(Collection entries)

————

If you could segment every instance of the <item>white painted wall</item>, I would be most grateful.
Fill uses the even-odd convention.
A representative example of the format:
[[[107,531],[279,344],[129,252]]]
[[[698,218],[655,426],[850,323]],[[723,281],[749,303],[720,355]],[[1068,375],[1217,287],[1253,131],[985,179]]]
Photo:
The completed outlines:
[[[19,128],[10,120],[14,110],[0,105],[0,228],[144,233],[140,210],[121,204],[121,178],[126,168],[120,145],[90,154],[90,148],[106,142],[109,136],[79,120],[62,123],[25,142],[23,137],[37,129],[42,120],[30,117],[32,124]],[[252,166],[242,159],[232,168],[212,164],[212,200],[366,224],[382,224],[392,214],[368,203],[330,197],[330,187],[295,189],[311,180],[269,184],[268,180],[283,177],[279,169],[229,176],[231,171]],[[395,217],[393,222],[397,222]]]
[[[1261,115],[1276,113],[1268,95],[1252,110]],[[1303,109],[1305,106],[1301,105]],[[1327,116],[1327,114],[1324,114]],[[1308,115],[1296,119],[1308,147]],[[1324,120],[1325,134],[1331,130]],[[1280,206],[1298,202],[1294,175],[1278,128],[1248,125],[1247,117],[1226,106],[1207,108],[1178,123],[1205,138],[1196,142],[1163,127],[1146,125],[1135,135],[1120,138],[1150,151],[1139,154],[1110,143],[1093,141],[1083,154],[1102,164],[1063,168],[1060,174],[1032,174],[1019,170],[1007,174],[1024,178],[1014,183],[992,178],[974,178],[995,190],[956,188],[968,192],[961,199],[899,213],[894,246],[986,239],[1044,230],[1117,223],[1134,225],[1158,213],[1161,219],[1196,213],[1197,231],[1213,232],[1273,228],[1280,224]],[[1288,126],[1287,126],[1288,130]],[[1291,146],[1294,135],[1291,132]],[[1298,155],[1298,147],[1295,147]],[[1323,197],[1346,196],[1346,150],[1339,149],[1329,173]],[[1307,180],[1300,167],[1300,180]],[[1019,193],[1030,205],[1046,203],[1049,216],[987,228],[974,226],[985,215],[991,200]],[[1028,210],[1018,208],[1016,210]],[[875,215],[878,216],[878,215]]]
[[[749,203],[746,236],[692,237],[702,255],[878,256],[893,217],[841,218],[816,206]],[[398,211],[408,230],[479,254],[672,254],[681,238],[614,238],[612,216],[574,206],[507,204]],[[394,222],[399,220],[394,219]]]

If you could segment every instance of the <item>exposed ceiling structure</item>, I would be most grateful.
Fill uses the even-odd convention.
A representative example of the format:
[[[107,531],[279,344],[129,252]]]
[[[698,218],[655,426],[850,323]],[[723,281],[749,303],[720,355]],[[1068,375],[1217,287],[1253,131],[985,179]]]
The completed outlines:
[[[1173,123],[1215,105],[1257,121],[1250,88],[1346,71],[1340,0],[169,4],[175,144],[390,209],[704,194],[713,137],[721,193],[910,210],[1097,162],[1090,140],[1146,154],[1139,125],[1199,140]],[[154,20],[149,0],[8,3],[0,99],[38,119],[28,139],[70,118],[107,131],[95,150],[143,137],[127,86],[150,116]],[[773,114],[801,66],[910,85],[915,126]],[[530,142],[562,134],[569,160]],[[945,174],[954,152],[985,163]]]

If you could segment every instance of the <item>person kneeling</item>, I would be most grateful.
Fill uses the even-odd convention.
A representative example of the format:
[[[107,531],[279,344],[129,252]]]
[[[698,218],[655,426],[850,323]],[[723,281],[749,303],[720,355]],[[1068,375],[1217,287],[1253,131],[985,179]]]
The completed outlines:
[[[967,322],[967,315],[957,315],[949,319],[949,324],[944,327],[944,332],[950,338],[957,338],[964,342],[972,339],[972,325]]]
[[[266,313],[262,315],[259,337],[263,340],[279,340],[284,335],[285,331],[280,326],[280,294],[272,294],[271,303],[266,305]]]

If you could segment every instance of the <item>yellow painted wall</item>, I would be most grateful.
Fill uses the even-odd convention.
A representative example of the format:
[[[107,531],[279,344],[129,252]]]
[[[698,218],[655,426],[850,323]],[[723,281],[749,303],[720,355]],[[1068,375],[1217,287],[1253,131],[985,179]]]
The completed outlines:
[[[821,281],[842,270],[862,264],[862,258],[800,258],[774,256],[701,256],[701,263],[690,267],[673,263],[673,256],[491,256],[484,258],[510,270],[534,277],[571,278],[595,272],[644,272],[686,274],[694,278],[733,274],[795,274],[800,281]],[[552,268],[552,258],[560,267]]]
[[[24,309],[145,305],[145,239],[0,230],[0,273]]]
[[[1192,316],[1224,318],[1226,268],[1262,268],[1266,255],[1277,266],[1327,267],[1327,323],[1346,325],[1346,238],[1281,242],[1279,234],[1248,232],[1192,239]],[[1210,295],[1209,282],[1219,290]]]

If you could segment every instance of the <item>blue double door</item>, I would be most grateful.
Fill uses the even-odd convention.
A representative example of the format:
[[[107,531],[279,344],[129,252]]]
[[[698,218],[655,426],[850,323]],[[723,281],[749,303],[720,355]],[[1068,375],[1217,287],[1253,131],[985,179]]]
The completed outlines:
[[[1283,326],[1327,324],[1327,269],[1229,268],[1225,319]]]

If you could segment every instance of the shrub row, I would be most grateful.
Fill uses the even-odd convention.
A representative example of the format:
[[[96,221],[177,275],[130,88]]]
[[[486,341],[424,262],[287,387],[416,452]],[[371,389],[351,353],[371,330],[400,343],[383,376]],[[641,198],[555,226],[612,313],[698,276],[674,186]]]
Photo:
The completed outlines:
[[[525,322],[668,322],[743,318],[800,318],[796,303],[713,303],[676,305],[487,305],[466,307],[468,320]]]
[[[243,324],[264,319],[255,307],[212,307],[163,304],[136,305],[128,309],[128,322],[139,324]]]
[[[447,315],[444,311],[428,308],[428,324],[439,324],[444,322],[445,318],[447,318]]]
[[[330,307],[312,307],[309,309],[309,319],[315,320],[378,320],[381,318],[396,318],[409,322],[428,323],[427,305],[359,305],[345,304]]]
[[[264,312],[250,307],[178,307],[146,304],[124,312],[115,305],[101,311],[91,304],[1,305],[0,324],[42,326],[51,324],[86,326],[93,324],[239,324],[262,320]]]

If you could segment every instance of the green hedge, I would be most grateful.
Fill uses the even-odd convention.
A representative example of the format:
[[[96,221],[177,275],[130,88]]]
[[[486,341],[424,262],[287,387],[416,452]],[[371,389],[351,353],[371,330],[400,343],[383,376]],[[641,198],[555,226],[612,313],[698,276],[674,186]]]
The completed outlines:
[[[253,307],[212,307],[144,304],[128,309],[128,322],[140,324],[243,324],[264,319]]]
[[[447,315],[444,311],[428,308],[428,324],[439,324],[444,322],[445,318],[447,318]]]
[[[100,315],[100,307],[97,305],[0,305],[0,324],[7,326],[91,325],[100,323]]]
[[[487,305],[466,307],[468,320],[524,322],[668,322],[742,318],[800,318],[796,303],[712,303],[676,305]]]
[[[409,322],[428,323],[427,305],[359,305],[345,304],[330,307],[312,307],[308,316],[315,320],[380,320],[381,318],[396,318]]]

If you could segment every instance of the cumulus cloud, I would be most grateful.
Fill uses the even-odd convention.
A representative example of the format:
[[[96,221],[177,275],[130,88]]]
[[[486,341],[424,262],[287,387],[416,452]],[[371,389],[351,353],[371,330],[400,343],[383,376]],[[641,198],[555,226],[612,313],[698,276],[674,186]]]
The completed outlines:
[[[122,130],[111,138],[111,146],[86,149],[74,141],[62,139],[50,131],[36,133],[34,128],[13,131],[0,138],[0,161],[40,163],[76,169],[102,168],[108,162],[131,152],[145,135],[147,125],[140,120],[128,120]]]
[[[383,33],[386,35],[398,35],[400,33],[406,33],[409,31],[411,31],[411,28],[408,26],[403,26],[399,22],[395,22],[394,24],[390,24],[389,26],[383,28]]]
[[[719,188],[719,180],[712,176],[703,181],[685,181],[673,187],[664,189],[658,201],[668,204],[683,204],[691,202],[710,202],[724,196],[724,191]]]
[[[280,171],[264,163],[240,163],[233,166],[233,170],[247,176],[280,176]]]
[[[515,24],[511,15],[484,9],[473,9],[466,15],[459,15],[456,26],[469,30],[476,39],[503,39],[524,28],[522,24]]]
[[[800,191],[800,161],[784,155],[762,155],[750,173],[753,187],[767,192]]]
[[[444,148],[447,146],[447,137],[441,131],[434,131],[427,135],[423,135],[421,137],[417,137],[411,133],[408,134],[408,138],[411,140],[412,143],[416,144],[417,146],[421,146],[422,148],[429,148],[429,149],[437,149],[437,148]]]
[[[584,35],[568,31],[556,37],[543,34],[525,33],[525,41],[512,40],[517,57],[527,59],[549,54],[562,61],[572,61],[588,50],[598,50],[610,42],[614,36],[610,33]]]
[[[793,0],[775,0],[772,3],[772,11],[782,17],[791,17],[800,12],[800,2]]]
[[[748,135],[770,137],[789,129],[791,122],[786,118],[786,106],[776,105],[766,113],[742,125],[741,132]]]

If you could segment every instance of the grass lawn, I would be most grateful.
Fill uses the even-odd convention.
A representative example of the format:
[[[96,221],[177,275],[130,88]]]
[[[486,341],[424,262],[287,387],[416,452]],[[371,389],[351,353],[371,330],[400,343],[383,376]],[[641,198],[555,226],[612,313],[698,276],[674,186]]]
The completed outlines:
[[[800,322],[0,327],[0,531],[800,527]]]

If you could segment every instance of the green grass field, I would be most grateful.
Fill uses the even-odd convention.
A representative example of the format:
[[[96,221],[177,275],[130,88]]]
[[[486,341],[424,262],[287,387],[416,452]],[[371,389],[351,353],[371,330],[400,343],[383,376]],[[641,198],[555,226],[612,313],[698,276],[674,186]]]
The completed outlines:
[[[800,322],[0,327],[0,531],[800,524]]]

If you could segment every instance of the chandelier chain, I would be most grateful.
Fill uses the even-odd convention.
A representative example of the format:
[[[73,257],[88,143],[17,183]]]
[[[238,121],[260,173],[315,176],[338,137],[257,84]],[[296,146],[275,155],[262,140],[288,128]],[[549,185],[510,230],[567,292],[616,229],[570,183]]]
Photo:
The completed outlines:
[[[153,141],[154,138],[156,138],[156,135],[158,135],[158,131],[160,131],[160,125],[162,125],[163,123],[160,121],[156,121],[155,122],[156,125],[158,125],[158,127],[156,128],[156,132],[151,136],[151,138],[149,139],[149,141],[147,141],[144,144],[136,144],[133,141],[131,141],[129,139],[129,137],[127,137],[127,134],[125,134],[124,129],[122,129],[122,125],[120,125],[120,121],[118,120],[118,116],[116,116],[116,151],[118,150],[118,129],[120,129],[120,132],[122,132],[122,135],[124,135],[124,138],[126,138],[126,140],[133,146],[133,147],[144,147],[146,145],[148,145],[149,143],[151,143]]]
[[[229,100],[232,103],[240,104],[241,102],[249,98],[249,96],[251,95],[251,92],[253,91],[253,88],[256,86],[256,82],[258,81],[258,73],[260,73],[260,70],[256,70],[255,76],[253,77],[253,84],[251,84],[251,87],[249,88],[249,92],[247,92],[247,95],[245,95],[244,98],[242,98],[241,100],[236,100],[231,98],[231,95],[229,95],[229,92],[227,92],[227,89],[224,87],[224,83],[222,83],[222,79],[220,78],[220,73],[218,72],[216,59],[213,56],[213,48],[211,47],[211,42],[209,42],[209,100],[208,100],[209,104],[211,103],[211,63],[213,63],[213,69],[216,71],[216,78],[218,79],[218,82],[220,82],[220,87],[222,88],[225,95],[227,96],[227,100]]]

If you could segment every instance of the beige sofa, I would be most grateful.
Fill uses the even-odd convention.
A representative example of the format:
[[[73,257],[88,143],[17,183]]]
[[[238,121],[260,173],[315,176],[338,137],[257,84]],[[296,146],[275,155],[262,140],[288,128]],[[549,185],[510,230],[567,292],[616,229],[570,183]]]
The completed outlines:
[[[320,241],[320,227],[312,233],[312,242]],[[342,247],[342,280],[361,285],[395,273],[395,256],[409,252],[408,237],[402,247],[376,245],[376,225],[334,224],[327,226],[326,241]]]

————

= Your assignment =
From the records above, pick out and copy each line holding the word "could".

= Reply to the exercise =
If you could segment every instance of the <item>white painted wall</item>, I would be most grateful.
If you could segment every instance of the <item>exposed ceiling structure</item>, I would be most grateful.
If you could segment every instance of the <item>person kneeling</item>, I would be most grateful.
If you could segment every instance of the <item>yellow painted wall</item>, I would be most grateful.
If you could segment every instance of the <item>blue double door</item>, I would be most grateful.
If you could segment every instance of the shrub row, I would be most grateful.
If you could segment every instance of the green hedge, I would be most grateful.
If you could segment every instance of the cumulus cloud, I would be most grateful.
If you could segment every instance of the grass lawn, I would be most grateful.
If you could segment every instance of the green grass field, I would be most grateful.
If you could segment every instance of the chandelier chain, I would be most grateful.
If you could segment every instance of the beige sofa, I would be most grateful.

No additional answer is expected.